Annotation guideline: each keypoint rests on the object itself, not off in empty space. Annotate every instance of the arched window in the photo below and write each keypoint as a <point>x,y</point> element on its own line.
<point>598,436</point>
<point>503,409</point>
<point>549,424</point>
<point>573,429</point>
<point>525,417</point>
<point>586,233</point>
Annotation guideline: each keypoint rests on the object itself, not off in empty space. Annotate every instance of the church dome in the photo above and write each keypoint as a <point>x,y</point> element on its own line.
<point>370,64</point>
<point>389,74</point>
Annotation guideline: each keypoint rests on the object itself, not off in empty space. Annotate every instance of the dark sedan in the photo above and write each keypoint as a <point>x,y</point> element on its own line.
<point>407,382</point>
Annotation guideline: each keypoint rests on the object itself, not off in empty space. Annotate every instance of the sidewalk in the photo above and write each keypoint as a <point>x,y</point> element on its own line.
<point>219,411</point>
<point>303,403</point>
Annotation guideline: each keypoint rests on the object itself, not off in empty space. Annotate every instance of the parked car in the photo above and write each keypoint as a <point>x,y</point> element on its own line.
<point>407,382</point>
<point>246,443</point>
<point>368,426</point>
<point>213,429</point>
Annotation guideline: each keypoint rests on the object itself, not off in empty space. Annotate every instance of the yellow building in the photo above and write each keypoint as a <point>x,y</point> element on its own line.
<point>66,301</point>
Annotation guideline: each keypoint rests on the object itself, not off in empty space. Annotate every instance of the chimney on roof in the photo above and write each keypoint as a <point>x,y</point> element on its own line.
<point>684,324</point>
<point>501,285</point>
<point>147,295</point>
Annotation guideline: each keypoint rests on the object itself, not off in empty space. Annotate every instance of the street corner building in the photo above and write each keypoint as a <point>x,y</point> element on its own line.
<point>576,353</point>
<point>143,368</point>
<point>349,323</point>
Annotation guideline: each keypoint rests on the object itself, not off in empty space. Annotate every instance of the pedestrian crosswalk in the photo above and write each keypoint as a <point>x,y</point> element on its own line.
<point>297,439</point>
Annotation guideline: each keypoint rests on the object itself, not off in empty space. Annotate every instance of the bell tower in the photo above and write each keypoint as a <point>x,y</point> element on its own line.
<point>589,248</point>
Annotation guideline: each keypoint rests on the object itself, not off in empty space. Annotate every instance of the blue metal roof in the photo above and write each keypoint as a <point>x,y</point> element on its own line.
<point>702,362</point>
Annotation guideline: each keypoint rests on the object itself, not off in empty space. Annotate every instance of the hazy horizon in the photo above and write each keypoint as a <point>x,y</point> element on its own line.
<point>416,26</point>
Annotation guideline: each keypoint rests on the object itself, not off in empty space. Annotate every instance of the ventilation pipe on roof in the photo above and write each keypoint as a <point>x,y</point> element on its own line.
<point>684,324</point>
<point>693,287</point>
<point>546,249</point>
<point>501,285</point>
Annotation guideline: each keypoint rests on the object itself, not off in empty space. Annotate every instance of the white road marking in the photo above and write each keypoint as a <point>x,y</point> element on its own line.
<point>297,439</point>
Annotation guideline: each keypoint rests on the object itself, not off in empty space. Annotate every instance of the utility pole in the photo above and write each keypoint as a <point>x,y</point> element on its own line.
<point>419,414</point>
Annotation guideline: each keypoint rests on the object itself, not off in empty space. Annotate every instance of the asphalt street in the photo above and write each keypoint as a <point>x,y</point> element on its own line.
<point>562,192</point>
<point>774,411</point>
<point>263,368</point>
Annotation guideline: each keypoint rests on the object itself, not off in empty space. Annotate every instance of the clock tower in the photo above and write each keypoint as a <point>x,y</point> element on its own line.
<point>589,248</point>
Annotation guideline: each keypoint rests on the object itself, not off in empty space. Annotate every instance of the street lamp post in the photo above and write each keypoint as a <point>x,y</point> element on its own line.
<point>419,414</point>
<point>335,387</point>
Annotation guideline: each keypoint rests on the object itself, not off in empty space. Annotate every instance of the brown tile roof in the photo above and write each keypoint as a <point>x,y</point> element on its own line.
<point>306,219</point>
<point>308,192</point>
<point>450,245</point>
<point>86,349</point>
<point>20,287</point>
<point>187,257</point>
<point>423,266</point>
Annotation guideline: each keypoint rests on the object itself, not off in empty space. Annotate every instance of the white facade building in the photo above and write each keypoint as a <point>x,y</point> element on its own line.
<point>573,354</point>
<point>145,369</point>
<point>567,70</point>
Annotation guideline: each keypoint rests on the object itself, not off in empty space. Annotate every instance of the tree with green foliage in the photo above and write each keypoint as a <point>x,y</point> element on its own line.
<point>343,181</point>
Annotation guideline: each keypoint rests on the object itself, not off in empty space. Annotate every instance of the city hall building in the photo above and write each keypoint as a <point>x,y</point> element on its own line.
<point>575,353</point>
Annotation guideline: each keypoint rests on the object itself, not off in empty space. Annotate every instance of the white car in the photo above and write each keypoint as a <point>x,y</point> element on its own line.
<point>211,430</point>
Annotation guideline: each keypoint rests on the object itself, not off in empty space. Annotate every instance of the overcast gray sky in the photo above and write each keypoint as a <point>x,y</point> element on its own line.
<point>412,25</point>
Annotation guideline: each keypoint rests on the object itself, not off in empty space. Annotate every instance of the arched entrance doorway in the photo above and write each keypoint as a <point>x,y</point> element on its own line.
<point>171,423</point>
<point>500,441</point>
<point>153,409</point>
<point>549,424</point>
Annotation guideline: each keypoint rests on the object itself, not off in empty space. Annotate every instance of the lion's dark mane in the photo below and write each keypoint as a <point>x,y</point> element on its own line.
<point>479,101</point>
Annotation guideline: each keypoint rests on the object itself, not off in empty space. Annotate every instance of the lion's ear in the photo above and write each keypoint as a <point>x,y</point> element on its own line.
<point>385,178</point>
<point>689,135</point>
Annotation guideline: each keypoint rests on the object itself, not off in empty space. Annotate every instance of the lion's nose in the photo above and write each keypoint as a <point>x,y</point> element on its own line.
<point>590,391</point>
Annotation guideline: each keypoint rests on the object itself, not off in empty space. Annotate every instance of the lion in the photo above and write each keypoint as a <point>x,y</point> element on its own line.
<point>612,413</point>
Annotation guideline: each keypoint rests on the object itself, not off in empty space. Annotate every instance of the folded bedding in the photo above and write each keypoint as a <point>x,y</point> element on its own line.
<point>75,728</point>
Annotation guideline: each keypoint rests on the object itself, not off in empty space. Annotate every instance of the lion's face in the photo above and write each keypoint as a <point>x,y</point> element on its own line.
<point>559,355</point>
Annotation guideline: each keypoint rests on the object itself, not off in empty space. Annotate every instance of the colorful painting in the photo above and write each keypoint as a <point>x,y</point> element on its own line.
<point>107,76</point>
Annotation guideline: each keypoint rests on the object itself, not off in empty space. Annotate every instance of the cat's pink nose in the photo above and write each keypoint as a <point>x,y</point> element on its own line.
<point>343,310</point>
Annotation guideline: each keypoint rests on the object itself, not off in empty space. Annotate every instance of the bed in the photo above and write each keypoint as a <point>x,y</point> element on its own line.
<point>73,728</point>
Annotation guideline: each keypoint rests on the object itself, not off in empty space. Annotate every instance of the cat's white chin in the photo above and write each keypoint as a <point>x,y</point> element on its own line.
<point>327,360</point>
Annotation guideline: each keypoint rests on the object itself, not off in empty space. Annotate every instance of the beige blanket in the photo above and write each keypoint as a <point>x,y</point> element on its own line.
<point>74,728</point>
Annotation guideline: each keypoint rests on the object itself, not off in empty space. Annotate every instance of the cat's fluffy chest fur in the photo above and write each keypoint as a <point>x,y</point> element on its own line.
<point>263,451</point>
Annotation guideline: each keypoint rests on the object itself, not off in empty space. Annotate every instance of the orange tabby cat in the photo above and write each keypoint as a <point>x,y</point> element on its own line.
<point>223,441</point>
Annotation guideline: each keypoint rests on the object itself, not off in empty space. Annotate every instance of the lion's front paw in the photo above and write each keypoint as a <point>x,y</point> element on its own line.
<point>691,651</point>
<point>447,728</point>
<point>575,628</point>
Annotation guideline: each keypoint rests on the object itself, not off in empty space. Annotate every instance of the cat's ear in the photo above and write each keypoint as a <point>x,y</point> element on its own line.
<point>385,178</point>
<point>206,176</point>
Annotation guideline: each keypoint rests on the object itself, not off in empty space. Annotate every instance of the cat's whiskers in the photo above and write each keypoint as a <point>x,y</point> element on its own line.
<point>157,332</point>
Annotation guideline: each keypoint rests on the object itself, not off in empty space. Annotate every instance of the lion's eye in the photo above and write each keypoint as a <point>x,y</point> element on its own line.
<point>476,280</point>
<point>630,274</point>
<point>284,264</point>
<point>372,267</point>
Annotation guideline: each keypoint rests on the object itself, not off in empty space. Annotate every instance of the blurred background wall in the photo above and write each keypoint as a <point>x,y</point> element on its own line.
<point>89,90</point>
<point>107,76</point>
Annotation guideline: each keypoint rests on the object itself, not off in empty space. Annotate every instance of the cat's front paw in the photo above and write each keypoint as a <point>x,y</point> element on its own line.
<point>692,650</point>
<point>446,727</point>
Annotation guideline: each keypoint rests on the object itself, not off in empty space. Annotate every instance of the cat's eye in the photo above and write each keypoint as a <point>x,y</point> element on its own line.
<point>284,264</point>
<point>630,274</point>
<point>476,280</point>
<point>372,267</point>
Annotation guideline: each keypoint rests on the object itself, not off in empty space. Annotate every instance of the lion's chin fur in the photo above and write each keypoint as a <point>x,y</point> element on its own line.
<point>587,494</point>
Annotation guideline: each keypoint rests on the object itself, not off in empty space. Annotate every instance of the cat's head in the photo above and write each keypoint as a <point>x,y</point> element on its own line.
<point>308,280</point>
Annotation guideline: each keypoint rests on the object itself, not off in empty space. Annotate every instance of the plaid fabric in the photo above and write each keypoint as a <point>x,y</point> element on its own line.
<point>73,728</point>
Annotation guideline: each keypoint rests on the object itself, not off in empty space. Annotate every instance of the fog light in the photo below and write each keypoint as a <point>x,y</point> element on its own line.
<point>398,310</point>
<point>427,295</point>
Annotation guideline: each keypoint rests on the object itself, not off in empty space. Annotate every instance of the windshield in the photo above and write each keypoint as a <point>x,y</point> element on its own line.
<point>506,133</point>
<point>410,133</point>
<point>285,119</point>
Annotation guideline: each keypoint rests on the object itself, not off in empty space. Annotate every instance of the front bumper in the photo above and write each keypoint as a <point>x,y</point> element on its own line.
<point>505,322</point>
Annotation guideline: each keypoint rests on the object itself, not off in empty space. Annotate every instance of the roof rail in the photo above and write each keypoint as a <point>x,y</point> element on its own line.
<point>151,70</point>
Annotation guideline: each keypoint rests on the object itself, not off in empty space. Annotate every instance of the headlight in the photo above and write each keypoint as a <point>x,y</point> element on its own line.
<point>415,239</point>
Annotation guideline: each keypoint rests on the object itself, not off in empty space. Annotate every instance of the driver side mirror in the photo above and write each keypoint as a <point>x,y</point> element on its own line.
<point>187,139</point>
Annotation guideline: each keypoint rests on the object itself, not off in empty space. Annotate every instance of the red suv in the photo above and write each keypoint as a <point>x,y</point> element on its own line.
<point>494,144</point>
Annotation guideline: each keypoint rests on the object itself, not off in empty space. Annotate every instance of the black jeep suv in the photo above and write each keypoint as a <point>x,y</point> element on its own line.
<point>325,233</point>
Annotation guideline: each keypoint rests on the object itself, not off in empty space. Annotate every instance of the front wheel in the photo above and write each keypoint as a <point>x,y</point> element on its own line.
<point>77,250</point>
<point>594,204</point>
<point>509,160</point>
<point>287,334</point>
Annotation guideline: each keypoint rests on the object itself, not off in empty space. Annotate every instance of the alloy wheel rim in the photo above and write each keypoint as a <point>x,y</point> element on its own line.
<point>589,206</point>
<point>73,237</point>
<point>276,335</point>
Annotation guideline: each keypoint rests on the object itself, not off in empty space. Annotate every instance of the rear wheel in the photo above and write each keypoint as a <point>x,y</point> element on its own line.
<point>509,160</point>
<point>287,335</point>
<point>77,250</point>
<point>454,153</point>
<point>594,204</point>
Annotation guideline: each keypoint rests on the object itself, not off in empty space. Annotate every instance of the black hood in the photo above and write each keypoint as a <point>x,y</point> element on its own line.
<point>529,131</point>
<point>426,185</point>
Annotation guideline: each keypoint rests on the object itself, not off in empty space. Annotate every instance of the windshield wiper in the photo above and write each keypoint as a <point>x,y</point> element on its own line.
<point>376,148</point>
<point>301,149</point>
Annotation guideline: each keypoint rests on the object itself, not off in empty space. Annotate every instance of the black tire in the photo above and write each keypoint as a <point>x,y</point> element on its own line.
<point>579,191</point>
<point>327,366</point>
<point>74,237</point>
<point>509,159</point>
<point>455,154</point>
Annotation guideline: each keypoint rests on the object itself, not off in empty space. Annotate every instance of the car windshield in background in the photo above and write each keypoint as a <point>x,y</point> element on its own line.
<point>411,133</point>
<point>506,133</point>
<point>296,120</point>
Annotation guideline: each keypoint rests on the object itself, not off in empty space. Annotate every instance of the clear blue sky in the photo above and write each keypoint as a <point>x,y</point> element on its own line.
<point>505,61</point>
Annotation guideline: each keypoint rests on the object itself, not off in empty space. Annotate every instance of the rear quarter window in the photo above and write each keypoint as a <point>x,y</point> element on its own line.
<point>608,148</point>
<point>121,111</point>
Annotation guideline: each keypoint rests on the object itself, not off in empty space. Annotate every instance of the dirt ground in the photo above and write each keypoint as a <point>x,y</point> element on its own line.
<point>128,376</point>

_____

Using the records above, please retype only the run of lines from the line holding "the rear quarter" through the last line, both ends included.

▶ RESPONSE AREA
Annotation guideline: each keypoint rests on the object itself, not off in empty space. Annotate every instance of the rear quarter window in the photo above and write each keypoint as a <point>x,y</point> element on its own line.
<point>608,148</point>
<point>121,111</point>
Annotation guideline: each keypoint rests on the object itself, not off in empty space. Annotate every instance of the dirt ground in the photo above and write each keypoint as a <point>x,y</point> element on its own line.
<point>128,376</point>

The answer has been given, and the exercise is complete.